Entries shown below:

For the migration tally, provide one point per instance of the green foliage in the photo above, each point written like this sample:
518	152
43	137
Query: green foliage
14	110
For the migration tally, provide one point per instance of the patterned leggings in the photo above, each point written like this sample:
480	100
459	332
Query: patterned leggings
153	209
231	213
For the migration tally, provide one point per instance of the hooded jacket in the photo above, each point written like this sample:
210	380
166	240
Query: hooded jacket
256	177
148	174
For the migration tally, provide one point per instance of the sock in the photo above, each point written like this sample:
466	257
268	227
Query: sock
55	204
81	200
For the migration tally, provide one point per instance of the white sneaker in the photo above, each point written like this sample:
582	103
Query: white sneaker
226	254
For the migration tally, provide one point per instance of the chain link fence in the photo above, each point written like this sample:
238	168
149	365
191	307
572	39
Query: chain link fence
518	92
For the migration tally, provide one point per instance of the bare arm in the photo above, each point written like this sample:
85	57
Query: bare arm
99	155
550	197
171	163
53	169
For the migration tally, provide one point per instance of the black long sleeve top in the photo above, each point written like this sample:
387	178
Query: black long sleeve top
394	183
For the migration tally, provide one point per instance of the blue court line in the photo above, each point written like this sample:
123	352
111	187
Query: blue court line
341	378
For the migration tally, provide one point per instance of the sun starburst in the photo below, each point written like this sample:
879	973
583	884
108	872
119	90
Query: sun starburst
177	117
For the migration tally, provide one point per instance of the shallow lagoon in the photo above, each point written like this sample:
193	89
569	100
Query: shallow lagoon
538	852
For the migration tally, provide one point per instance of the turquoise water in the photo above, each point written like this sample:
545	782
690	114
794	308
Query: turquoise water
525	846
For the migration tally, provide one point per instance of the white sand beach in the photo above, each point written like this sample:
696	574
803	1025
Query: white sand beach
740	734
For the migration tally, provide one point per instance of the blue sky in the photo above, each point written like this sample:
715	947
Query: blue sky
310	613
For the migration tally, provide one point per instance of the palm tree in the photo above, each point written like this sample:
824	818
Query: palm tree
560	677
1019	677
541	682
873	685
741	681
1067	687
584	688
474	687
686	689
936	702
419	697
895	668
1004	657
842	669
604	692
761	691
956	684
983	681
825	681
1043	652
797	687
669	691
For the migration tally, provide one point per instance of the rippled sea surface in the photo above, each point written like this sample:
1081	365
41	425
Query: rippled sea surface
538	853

End of Entries shown.

*About this exercise*
Above are some records; copy exactly the lines from the one with "Query: bare arm" through the one with "of the turquoise", both included, and no others.

*Response to the exercise*
Query: bare arm
99	155
550	197
171	163
53	169
For the migration tally, provide one point per instance of the black long sleeve top in the photo above, each point written like this sample:
387	178
Query: black long sleeve top
394	183
For the migration tally, provide one point per instance of the blue court line in the photo above, each point written like this sample:
123	352
111	187
Query: blue court line
341	378
For the migration tally, provide one point per instance of the sun starburst in the photo below, each point written like this sample:
879	973
583	884
108	872
119	90
Query: sun starburst
177	117
For the migration tally, provide one point per instance of the shallow lagoon in the photo above, each point written like this sample:
193	89
569	100
Query: shallow lagoon
538	852
For the migration tally, provide one point per instance of the turquoise water in the photo above, each point written like this sample:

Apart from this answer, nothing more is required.